According to another aspect of the disclosure, a system for generating a digital human (DH) includes a camera configured to photograph a real person, a character generating unit configured to generate a DH corresponding to the real person, an image analyzing unit configured to extract keypoint coordinates from a real image of the real person, obtained by the camera, an image generating unit configured to augment the keypoint coordinates of the real image and reflect the augmented keypoint coordinates as keypoint coordinates of the DH to generate a DH of an augmented gesture, and a display configured to display a target image including the DH.

According to one or more embodiments, the image analyzing unit may be further configured to extract two-dimensional (2D) keypoint coordinates, and the image generating unit may include a three-dimensional (3D) analyzer configured to extract 3D coordinates from the 2D keypoint coordinates.

In the system according to one or more embodiments, the image generating unit may be further configured to generate a target image including a background image for a particular purpose expressed as a background together with the DH.

The 3D analyzer may be provided by a deep learning model executed by a computer.

The system according to the disclosure may be applied to generation of a digital human tutor (DHT) existing in a virtual space.

◇ ◇ ◇ ◇ ◇

STATED EXERCISE A
In the digital human passage, replace "virtual space" with "simulated environment" in the span starting at "In the system" and ending at "a virtual space.", and give that span.
The digital human passage has no connection to the rows that come after it.

◇ ◇ ◇ ◇ ◇

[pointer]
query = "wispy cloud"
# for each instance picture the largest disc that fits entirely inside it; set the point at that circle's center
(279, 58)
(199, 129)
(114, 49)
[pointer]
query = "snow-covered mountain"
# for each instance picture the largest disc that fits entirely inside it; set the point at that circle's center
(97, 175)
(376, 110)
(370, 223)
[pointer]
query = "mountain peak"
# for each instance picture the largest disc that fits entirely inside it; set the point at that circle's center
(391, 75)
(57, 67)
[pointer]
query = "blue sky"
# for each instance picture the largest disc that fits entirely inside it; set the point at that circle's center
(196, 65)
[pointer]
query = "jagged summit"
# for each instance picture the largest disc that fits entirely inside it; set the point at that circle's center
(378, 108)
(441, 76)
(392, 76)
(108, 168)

◇ ◇ ◇ ◇ ◇

STATED EXERCISE B
Output every line of the rows in Block 1 as a Markdown table with a Number column for the line's position and a Line column for its text, leaving out any blank lines.

WRITTEN SOLUTION A
In the system according to one or more embodiments, the image generating unit may be further configured to generate a target image including a background image for a particular purpose expressed as a background together with the DH.

The 3D analyzer may be provided by a deep learning model executed by a computer.

The system according to the disclosure may be applied to generation of a digital human tutor (DHT) existing in a simulated environment.

WRITTEN SOLUTION B
| Number | Line |
|---|---|
| 1 | [pointer] |
| 2 | query = "wispy cloud" |
| 3 | # for each instance picture the largest disc that fits entirely inside it; set the point at that circle's center |
| 4 | (279, 58) |
| 5 | (199, 129) |
| 6 | (114, 49) |
| 7 | [pointer] |
| 8 | query = "snow-covered mountain" |
| 9 | # for each instance picture the largest disc that fits entirely inside it; set the point at that circle's center |
| 10 | (97, 175) |
| 11 | (376, 110) |
| 12 | (370, 223) |
| 13 | [pointer] |
| 14 | query = "mountain peak" |
| 15 | # for each instance picture the largest disc that fits entirely inside it; set the point at that circle's center |
| 16 | (391, 75) |
| 17 | (57, 67) |
| 18 | [pointer] |
| 19 | query = "blue sky" |
| 20 | # for each instance picture the largest disc that fits entirely inside it; set the point at that circle's center |
| 21 | (196, 65) |
| 22 | [pointer] |
| 23 | query = "jagged summit" |
| 24 | # for each instance picture the largest disc that fits entirely inside it; set the point at that circle's center |
| 25 | (378, 108) |
| 26 | (441, 76) |
| 27 | (392, 76) |
| 28 | (108, 168) |